WHAT TO WORK ON:
1) Rewrite the paragraph beginning "This month, Yale was selected" in the article on day care at Yale as a short bulleted list that keeps its main facts.
2) Using the article on day care at Yale, state whether each statement agrees with it, answering yes or no and quoting the deciding words: (a) Yale runs its own day care center; (b) Working Mother magazine has chosen Yale for six consecutive years; (c) Valerie Horsley is a chemistry professor.
3) Reproduce the passage of the article on day care at Yale starting at "Despite Yale’s national" and ending at "for their children.".

Despite Yale’s national recognition for providing benefits to female employees, many mothers who work for the University are still struggling to find an affordable daycare center for their children.

This month, Yale was selected for the sixth year in a row by Working Mother magazine as one of the “100 Best Companies” in America for working mothers — but the mothers tell a different story. Yale does not have its own day care center, and the seven centers affiliated with the University cost over $1,300 a month for full-time care. Faculty, staff and graduate student employees interviewed said that while Yale’s parenting resources are numerous, many working mothers cannot afford available day care both in New Haven and on campus, forcing them to seek cheaper centers outside the city.

“I would love to see more child care,” said biology professor Valerie Horsley, who sits on the Women Faculty Forum steering committee — a gender equity group for Yale faculty. “It’s good for the students to see faculty having a life and having a family and having a job.”

SOURCE MATERIAL:
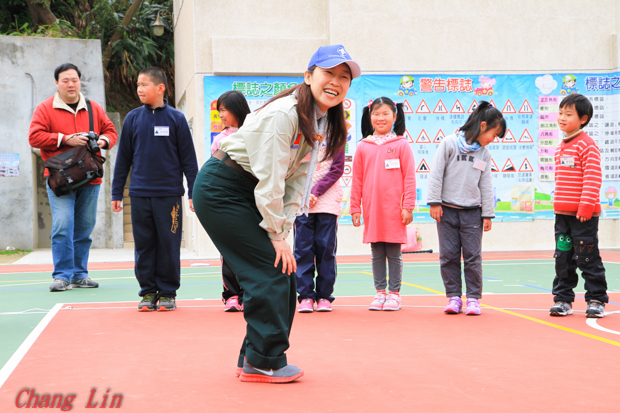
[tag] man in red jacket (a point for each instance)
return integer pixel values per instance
(55, 128)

TASK-BY-TASK ANSWERS:
1)
- Working Mother magazine has named Yale one of the "100 Best Companies" in America for working mothers for the sixth year in a row, but the mothers tell a different story.
- Yale has no day care center of its own.
- The seven centers affiliated with the University cost over $1,300 a month for full-time care.
- Faculty, staff and graduate student employees said that Yale's parenting resources are numerous. But many working mothers cannot afford the day care available in New Haven and on campus.
- This forces them to look for cheaper centers outside the city.

2)
(a) No: "Yale does not have its own day care center"
(b) Yes: "selected for the sixth year in a row by Working Mother magazine"
(c) No: "biology professor Valerie Horsley"

3)
Despite Yale’s national recognition for providing benefits to female employees, many mothers who work for the University are still struggling to find an affordable daycare center for their children.